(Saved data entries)
○ ○ ○

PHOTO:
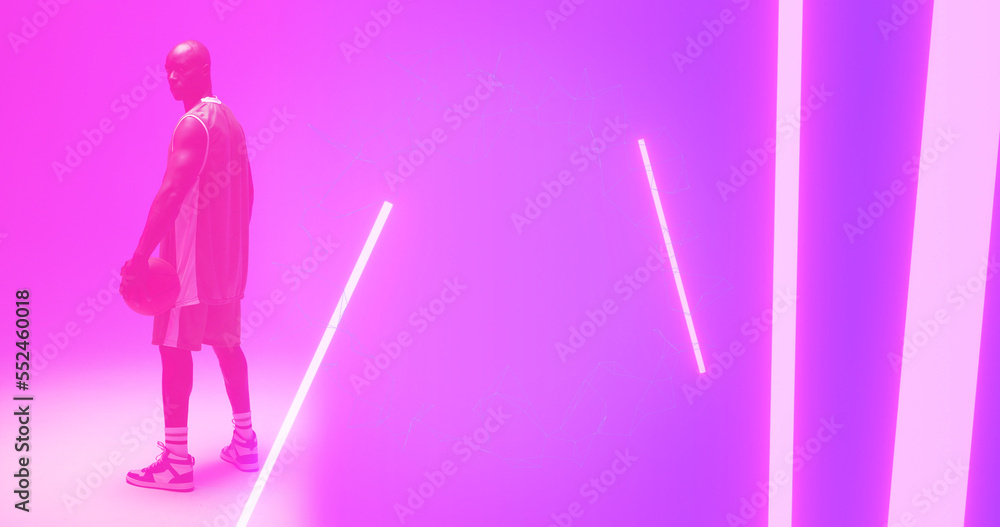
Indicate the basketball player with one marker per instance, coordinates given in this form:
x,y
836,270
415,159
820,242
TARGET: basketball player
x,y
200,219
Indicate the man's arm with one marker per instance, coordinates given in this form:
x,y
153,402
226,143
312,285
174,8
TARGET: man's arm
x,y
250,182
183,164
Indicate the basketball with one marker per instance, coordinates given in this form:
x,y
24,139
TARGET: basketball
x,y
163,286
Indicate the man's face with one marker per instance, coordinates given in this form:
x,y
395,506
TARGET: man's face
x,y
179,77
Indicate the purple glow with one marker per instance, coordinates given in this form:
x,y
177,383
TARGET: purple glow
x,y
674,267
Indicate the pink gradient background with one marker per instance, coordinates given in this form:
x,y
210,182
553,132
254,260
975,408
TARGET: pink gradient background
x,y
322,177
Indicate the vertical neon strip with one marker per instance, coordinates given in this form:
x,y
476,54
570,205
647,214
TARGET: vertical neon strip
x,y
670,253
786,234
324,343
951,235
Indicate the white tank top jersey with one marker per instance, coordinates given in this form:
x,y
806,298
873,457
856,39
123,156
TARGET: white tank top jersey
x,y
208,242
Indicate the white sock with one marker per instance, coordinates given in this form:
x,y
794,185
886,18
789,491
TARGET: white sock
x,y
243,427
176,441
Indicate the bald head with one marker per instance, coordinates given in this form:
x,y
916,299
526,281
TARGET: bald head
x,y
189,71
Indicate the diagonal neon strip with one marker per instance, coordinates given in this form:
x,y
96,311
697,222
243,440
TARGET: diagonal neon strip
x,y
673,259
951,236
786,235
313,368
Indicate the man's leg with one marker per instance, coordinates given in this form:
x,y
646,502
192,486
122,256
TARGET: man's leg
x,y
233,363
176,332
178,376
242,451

○ ○ ○

# PROBLEM TO WORK ON:
Go through the records above and write out every line exactly, passing over the pictures.

# WRITTEN RESPONSE:
PHOTO:
Indicate the basketball player with one marker per instance, coordinates given in this form:
x,y
836,270
415,159
820,242
TARGET: basketball player
x,y
200,219
Indicate the man's arm with one marker per instance, coordinates given in this form:
x,y
153,402
226,143
312,285
174,8
TARGET: man's arm
x,y
250,182
183,164
Indicate the basketball with one marker per instance, coordinates given in this form:
x,y
24,139
TARGET: basketball
x,y
163,286
Indicate the man's face with one marker per instance, coordinates given in this form:
x,y
395,506
TARGET: man's face
x,y
179,77
Indicate the purple glow with one marker per instance, coordinates given in this form:
x,y
177,383
TARGET: purple glow
x,y
674,267
Indicate the pink gradient background with one marker per instance, coordinates given in this form:
x,y
210,182
553,132
254,260
975,408
TARGET: pink gradient background
x,y
322,177
Indicate the vertical neon strip with one marker per instance, coordinates given in this form:
x,y
476,54
570,205
647,214
TARGET: vertical neon strip
x,y
670,253
786,234
324,343
951,235
Indicate the white tank top jersey with one marker per instance, coordinates given in this form:
x,y
806,298
873,457
856,39
123,156
TARGET: white tank top jersey
x,y
208,242
Indicate the white sock with one marker per instance, coordinates given in this form:
x,y
794,185
886,18
789,491
TARGET: white sock
x,y
243,427
176,441
Indicate the bald head with one marker per instance, coordinates given in this form:
x,y
916,299
526,281
TARGET: bald head
x,y
189,71
Indicate the diagonal neon strip with one marker per instance, coordinates given in this form:
x,y
96,311
697,222
243,440
TARGET: diagonal neon strip
x,y
673,259
951,236
786,235
313,368
Indicate the man's leg with one marker per instance, coordinates given in this form:
x,y
646,502
192,486
122,256
TARGET: man's leg
x,y
233,363
176,332
178,376
242,451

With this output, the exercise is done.